Data extracts |
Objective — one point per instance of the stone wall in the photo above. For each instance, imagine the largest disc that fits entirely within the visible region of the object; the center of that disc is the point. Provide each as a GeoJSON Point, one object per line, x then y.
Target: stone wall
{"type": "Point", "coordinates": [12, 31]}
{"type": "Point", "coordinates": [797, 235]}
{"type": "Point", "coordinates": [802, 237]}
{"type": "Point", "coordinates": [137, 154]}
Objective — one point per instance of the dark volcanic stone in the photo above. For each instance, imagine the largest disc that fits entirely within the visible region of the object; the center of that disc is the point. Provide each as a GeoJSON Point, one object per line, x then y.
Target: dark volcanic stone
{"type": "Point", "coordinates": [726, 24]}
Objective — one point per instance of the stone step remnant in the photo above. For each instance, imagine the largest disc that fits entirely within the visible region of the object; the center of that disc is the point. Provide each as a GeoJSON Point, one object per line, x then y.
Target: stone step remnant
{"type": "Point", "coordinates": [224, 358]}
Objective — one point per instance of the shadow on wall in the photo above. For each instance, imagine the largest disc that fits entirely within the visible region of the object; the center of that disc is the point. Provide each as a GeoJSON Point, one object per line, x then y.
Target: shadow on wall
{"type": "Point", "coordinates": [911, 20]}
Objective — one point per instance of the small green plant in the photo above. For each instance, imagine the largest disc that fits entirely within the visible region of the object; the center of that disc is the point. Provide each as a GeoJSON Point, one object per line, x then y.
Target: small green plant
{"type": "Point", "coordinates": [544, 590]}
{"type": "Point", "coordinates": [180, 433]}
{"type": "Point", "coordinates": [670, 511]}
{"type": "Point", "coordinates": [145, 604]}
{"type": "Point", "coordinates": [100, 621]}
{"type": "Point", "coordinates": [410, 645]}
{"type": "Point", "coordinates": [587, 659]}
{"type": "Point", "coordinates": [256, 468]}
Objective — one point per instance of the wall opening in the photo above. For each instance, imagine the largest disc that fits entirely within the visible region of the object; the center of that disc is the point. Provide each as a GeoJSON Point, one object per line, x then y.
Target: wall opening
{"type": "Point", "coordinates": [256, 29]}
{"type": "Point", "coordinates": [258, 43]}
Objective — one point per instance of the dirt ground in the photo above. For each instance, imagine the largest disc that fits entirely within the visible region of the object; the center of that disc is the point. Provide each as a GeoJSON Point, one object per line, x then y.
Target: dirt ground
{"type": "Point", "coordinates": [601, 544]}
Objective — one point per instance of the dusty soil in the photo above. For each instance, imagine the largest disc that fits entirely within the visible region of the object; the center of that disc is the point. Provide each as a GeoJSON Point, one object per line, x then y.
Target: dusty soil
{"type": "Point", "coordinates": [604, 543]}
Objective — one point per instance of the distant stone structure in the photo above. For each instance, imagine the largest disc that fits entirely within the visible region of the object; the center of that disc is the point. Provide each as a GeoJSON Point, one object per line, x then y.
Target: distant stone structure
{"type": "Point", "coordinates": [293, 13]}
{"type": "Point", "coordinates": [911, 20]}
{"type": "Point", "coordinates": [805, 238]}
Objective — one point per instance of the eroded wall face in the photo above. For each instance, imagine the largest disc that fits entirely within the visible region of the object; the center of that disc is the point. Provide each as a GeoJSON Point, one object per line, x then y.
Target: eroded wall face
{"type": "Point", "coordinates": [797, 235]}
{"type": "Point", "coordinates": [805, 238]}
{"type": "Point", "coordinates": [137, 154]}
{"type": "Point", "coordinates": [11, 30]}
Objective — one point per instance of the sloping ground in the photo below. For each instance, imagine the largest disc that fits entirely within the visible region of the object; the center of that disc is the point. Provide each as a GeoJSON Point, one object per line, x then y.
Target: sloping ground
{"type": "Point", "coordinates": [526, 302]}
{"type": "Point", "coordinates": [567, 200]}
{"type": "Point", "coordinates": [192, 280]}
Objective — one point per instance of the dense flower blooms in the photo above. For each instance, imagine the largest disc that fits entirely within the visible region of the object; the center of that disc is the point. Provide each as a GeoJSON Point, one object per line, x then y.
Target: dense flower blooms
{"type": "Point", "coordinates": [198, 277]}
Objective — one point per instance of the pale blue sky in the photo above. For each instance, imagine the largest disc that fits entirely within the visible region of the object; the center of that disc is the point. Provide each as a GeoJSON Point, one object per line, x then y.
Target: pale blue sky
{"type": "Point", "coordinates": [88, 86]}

Your goal |
Write the data out again, verbatim.

Response |
Objective — one point per instance of the stone wall in the photo above. For each instance, imagine the largest disc that fits entirely within the visible region of the object; the center of that disc is the point. Provide each as a GeoJSON Point, one object per line, x then y.
Target: stone wall
{"type": "Point", "coordinates": [12, 31]}
{"type": "Point", "coordinates": [797, 235]}
{"type": "Point", "coordinates": [802, 237]}
{"type": "Point", "coordinates": [137, 154]}
Objective — one point per instance of the dark volcanic stone in the photo above. For each instance, imagine the largest disc that fits entirely within the visible region of the object; the center of that disc is the point. Provide each as a GeoJSON Point, one object per line, x then y.
Target: dark volcanic stone
{"type": "Point", "coordinates": [726, 24]}
Objective — one point per instance of the stone step remnant in the photo above. For each instance, imagine the largest disc that fits entirely within the visible region of the object; the center of that disc is the point. Provide each as a GeoJSON Point, one object per line, x then y.
Target: stone step remnant
{"type": "Point", "coordinates": [224, 358]}
Objective — one point per instance of the shadow on wall in the photo above. For each instance, imagine the largest disc that fits entirely within the visible region of the object; the center of that disc is the point. Provide each as a GeoJSON Point, one object per line, x then y.
Target: shadow on wall
{"type": "Point", "coordinates": [911, 20]}
Objective — one point per instance of the small green plant in the photo above. For each instance, imagine the largest disc that fits entirely within the visible region of the object; the center of that disc is the point. Provide each as a GeoJSON Point, one object per line, x then y.
Target: small green plant
{"type": "Point", "coordinates": [544, 590]}
{"type": "Point", "coordinates": [180, 433]}
{"type": "Point", "coordinates": [670, 511]}
{"type": "Point", "coordinates": [145, 604]}
{"type": "Point", "coordinates": [100, 621]}
{"type": "Point", "coordinates": [410, 645]}
{"type": "Point", "coordinates": [587, 659]}
{"type": "Point", "coordinates": [256, 468]}
Objective — one point per instance of the wall opening in the photo above. For each instance, imagine the largest disc that fits entirely within the visible region of the object; the center of that disc is the point. Provide each as a GeoJSON Point, one object per line, x then y.
Target: wall opening
{"type": "Point", "coordinates": [256, 29]}
{"type": "Point", "coordinates": [258, 43]}
Objective — one point per instance of the dirt ground in the photo above. For each instance, imagine the largest disc that fits entirely within the visible region of the object; the center of that disc is the point. Provide each as a GeoJSON Point, one object per line, x then y.
Target: dirt ground
{"type": "Point", "coordinates": [601, 544]}
Objective — one point per instance of the dusty soil in the photo above. For each instance, imagine the largest disc that fits entirely within the visible region of the object; the center of that disc is the point. Provide each as a GeoJSON Point, one object per line, x then y.
Target: dusty soil
{"type": "Point", "coordinates": [604, 543]}
Objective — one point per instance of the distant stone structure in the photo above. For each instance, imagine the largest disc that fits entirely within the visible region of the object; the center of that disc is the point. Provide each as a GeoJSON Point, one object per line, x then y.
Target: distant stone structure
{"type": "Point", "coordinates": [293, 13]}
{"type": "Point", "coordinates": [911, 20]}
{"type": "Point", "coordinates": [805, 238]}
Objective — one point per instance of the eroded wall face in the photo above. For each instance, imagine the largest disc that fits entirely within the visible region of the object; the center of that disc is the point. Provide each as a GeoJSON Point, one object per line, x then y.
Target: eroded wall face
{"type": "Point", "coordinates": [797, 235]}
{"type": "Point", "coordinates": [805, 238]}
{"type": "Point", "coordinates": [137, 154]}
{"type": "Point", "coordinates": [11, 30]}
Objective — one point per instance of the sloping ground in the photo below. For each instance, imagine the largest disc that fits entirely within the visible region of the object; the center of that disc is the point. Provide each as a GeoJSON Point, one object per line, x then y.
Target: sloping ground
{"type": "Point", "coordinates": [526, 302]}
{"type": "Point", "coordinates": [567, 200]}
{"type": "Point", "coordinates": [192, 280]}
Objective — one point per instance of the dense flower blooms in the photo above. For each instance, imagine the largest disc that fits entirely within the visible region of the object; the center of that disc is the point. Provide each as a GeoJSON Point, one object per line, x then y.
Target: dense flower blooms
{"type": "Point", "coordinates": [198, 277]}
Objective — one point per instance of the pale blue sky in the photo above. For each instance, imagine the largest disc that fits entirely within the visible region of the object; the center of that disc is the point. Provide each as a GeoJSON Point, one object per line, x then y.
Target: pale blue sky
{"type": "Point", "coordinates": [88, 86]}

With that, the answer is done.